Dataset entries
——————————

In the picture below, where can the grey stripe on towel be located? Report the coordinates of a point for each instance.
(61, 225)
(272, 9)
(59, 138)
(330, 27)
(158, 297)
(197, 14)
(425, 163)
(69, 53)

——————————

▶ [PROBLEM STATEMENT]: Could you write out the records above again, changing "towel" to "blanket" and leaving everything else the same?

▶ [CORRECT ANSWER]:
In the picture below, where can the grey stripe on blanket be located? Report the coordinates of a point for each instance.
(61, 225)
(272, 9)
(59, 138)
(330, 27)
(158, 297)
(197, 14)
(425, 163)
(69, 53)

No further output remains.